Exercise aim:
Print all of the data exactly as written.
** Start **
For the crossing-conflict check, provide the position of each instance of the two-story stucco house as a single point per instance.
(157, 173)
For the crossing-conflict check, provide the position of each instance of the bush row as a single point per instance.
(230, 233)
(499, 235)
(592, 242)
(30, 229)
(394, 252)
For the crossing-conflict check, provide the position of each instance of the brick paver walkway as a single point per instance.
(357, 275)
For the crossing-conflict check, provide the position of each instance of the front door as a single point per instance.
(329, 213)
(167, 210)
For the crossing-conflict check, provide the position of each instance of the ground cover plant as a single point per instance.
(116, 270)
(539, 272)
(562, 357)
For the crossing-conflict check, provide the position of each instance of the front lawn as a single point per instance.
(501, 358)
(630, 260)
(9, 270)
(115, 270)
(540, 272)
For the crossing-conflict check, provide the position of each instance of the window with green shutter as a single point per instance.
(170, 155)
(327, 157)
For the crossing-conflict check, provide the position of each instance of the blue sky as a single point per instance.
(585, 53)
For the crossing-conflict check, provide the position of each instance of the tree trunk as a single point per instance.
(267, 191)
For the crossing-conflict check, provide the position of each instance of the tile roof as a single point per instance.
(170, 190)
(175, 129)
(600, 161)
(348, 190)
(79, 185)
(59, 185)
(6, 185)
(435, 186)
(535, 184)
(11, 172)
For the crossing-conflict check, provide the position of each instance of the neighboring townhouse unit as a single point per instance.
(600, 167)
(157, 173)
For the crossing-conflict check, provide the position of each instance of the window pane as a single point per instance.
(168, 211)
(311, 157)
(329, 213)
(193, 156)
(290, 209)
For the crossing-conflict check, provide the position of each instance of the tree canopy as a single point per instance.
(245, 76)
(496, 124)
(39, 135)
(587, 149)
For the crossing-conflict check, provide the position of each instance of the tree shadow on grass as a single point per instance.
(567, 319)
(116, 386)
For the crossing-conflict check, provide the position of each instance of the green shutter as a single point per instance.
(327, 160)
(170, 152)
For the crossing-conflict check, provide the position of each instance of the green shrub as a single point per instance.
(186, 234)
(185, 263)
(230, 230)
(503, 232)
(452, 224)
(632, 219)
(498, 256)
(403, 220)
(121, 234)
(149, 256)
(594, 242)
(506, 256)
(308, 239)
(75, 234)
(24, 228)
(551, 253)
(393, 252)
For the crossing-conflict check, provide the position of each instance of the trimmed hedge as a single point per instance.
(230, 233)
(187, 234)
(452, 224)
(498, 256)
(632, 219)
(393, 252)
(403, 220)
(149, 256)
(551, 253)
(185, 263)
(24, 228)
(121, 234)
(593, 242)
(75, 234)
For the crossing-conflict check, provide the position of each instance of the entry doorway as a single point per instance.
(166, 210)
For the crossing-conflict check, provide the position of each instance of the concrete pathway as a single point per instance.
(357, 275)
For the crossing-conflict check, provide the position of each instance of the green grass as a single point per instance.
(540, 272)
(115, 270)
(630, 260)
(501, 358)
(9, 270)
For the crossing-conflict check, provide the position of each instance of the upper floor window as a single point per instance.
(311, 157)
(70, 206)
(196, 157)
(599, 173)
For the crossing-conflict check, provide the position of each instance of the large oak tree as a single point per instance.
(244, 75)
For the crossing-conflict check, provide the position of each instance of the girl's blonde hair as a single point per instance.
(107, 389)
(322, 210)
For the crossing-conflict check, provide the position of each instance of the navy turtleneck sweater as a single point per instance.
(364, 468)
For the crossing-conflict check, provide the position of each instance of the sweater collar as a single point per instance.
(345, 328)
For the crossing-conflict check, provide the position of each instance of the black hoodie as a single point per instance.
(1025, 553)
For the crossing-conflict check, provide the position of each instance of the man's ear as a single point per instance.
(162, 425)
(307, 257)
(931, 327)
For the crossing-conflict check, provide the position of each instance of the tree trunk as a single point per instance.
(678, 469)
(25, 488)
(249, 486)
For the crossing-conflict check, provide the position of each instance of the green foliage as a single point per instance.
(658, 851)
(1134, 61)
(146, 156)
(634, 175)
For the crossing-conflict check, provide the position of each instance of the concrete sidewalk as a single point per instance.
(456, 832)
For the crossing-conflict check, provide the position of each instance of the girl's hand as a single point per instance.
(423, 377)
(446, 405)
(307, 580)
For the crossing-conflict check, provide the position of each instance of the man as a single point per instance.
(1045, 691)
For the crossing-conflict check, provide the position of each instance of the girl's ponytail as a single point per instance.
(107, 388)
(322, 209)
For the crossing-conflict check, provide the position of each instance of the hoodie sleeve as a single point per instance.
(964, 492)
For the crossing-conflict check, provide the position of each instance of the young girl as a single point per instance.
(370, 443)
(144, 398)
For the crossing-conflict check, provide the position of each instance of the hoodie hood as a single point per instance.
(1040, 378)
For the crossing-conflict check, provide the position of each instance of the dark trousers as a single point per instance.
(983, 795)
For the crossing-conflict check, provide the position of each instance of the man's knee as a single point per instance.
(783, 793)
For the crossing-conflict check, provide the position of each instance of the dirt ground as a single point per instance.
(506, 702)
** End **
Solution to this problem:
For the crossing-conflict check, provide the position of each instance of the two-story stucco house as a single point per instance.
(157, 173)
For the crossing-conflict check, provide the position of each instance of the bush row as a single point per instance.
(230, 233)
(499, 235)
(592, 242)
(30, 229)
(394, 252)
For the crossing-conflict check, provide the position of each instance of the brick paver walkway as a single point per instance.
(357, 275)
For the crossing-conflict check, provide the position of each instance of the front door as a single point per instance.
(329, 213)
(167, 210)
For the crossing-conflict check, provide the position of each instance of the ground cover plant as a single point per instance.
(116, 270)
(539, 272)
(562, 357)
For the crossing-conflict check, provide the position of each instance of the front lawn as a single point per instance.
(501, 358)
(630, 260)
(9, 270)
(115, 270)
(540, 272)
For the crossing-conflict check, provide the position of each instance of the window with green shutter as a single point per instance.
(170, 155)
(327, 157)
For the crossing-conflict check, provide the position of each instance of the blue sky as a single point per instance.
(585, 53)
For the crossing-conflict check, provide the position of each instance of the tree trunk as a single point per instance.
(267, 191)
For the crossing-conflict check, provide the position of each instance of the tile roof as a single point per instance.
(170, 190)
(175, 129)
(600, 161)
(348, 190)
(79, 185)
(59, 185)
(6, 185)
(435, 186)
(535, 184)
(11, 172)
For the crossing-conflict check, provide the position of each instance of the neighboring townhouse unit as a single point per instance.
(600, 167)
(157, 173)
For the crossing-conflict check, provide the position of each instance of the window pane as a single point per instance.
(168, 211)
(311, 157)
(329, 213)
(193, 156)
(290, 209)
For the crossing-conflict check, provide the position of each instance of the tree canopy as a single point per instance.
(245, 76)
(496, 124)
(39, 135)
(587, 149)
For the crossing-conflict check, provide the position of each instance of the tree shadow on grass as a single point per instance.
(567, 319)
(116, 386)
For the crossing-conflict check, provide the position of each instance of the green shutter as a single point per instance.
(327, 160)
(170, 152)
For the crossing-conflict check, provide the position of each instance of the green shrub as a single point per instance.
(186, 234)
(185, 263)
(230, 230)
(503, 232)
(452, 224)
(632, 219)
(498, 256)
(403, 220)
(121, 234)
(149, 256)
(594, 242)
(506, 256)
(308, 239)
(75, 234)
(24, 228)
(551, 253)
(393, 252)
For the crossing-conflict check, provide the position of each instance of the trimmed hedge as a single point per instance.
(230, 233)
(187, 234)
(452, 224)
(498, 256)
(632, 219)
(393, 252)
(403, 220)
(149, 256)
(551, 253)
(185, 263)
(24, 228)
(121, 234)
(593, 242)
(75, 234)
For the crossing-conflict check, provide the position of each instance of the entry doorway as a single point per instance.
(166, 210)
For the crossing-conflict check, provide the position of each instance of the concrete pathway as a single point per instance.
(357, 275)
For the crossing-conflict check, provide the position of each instance of the green grass as a single point per instance.
(540, 272)
(115, 270)
(630, 260)
(501, 358)
(9, 270)
For the crossing-conflict check, provide the position of each instance of the upper floor window as a single point per instance.
(311, 157)
(70, 206)
(196, 157)
(599, 173)
For the crossing-conflict check, provide the position of each instance of the large oak tree as a single point per instance.
(244, 75)
For the crossing-conflict check, provide the position of each instance of the girl's blonde hair as a single point per instance.
(107, 389)
(322, 210)
For the crossing-conflict check, provide the position of each instance of the navy turtleneck sweater as a single point per instance.
(364, 468)
For the crossing-conflict check, provide the position of each instance of the sweater collar as a single point per instance.
(345, 328)
For the crossing-conflict check, provide the position of each instance of the black hoodie as a single point per instance.
(1025, 553)
For the crossing-conflict check, provide the position of each instance of the man's ear as a single point per instance.
(162, 425)
(307, 257)
(931, 327)
For the crossing-conflict check, provide the position of each instance of the tree trunk as a single point per instance.
(678, 469)
(25, 488)
(249, 486)
For the crossing-conflict check, provide the position of each instance of the green foliage as a single point per instance.
(658, 851)
(1134, 61)
(146, 156)
(634, 175)
For the crossing-conflict check, provide the position of each instance of the concrete sidewalk as a single point per instance.
(456, 832)
For the crossing-conflict check, provide the position of each instance of the girl's hand as a single point per instance.
(423, 377)
(446, 405)
(307, 580)
For the crossing-conflict check, provide the position of each instance of the man as a single point per instance.
(1045, 691)
For the crossing-conflict check, provide the position of each instance of the girl's ponytail as a single point per instance.
(107, 388)
(322, 209)
For the crossing-conflict check, provide the position of each instance of the hoodie sleeve as a single point per instance.
(964, 492)
For the crossing-conflict check, provide the position of each instance of the young girl as a single point per instance.
(370, 443)
(144, 398)
For the crossing-conflict check, provide the position of each instance of the hoodie hood as a single point per instance.
(1040, 378)
For the crossing-conflict check, provide the position of each instance of the dark trousers as a single point per instance.
(983, 795)
For the crossing-conflict check, provide the position of each instance of the man's knee as a single point per instance.
(783, 793)
For the crossing-conflict check, provide the position of each instance of the dirt ground as a single point per instance.
(506, 702)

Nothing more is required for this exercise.